**Problem:**
Count the lines below that contain the string "rapeseed", where case matters. Reply with the number alone.

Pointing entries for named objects
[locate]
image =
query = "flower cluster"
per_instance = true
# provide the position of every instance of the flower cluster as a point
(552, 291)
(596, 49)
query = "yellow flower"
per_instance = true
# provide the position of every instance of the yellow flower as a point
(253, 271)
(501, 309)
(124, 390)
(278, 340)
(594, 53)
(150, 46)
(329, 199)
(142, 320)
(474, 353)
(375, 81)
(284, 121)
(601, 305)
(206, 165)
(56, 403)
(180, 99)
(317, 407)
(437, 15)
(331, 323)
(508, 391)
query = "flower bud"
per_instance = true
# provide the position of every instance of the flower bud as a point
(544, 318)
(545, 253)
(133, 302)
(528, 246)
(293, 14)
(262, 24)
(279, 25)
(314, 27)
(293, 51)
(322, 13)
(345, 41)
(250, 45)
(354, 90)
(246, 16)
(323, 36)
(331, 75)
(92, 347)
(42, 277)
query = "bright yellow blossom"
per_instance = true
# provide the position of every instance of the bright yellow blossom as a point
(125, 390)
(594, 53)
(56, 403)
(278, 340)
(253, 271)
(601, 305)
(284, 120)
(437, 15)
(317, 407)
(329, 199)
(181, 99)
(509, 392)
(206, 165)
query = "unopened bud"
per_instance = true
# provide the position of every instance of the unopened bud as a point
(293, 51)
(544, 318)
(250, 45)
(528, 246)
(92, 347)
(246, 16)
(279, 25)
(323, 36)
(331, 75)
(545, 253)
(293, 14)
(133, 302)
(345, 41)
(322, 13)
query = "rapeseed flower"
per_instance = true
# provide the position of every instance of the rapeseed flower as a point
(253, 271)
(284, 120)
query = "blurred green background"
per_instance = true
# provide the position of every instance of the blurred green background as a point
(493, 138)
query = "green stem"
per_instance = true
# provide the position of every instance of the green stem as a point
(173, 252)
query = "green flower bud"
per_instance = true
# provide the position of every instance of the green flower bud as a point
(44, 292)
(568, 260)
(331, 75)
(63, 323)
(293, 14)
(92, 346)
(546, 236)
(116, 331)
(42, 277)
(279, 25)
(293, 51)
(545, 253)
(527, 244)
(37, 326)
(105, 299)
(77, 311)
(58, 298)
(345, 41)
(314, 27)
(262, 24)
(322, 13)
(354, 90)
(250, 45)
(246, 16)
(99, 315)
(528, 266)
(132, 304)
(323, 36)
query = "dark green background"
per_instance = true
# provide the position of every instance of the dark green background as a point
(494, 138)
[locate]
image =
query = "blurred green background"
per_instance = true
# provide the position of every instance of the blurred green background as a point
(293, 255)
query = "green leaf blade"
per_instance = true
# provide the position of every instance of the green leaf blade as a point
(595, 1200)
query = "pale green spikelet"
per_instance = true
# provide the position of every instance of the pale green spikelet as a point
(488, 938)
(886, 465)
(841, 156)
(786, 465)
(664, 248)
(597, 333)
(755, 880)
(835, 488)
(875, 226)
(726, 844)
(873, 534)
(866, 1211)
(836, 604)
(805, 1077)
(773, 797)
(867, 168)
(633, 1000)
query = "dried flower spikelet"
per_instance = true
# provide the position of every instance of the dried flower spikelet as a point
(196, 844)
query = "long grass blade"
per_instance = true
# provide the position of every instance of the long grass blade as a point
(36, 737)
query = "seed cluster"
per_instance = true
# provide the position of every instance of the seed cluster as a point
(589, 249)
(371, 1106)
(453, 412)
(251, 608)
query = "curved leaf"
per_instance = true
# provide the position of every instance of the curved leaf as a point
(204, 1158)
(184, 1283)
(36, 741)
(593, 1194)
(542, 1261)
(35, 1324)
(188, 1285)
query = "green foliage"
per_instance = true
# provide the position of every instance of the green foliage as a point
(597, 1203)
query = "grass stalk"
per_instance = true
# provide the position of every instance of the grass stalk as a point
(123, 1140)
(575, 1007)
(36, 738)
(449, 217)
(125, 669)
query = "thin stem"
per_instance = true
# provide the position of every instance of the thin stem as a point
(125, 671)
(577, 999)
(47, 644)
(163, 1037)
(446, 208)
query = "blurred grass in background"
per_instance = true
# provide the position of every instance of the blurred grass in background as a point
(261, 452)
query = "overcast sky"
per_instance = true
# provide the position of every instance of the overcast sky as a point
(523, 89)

---

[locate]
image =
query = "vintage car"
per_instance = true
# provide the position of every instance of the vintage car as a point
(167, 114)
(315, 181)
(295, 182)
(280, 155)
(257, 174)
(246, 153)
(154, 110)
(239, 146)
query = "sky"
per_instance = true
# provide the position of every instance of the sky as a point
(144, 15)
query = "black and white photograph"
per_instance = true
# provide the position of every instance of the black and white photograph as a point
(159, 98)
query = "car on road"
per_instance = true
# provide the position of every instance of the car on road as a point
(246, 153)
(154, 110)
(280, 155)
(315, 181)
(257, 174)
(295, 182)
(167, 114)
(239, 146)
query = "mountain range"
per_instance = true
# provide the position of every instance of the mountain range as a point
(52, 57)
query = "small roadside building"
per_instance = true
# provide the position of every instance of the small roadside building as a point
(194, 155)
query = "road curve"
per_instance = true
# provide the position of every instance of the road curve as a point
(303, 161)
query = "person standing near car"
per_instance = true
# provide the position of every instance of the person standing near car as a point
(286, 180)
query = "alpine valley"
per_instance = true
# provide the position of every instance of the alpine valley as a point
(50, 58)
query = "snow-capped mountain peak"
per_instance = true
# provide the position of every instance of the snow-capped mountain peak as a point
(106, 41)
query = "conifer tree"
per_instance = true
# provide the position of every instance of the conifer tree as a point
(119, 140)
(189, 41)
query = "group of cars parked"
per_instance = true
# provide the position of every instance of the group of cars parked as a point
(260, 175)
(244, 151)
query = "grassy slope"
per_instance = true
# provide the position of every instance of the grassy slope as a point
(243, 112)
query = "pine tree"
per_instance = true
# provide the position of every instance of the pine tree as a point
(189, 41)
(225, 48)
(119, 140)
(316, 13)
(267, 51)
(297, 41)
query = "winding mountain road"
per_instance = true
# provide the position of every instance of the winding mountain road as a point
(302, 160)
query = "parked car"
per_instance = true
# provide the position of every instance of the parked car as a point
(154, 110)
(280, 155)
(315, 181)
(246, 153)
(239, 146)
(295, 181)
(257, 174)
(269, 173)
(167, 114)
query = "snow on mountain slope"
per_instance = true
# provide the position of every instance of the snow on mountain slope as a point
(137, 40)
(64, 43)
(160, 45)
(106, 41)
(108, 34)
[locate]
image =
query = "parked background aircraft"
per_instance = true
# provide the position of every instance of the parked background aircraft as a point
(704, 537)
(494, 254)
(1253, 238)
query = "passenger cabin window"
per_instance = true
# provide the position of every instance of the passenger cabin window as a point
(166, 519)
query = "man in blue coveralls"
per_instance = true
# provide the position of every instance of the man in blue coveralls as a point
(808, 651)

**Output for this exercise:**
2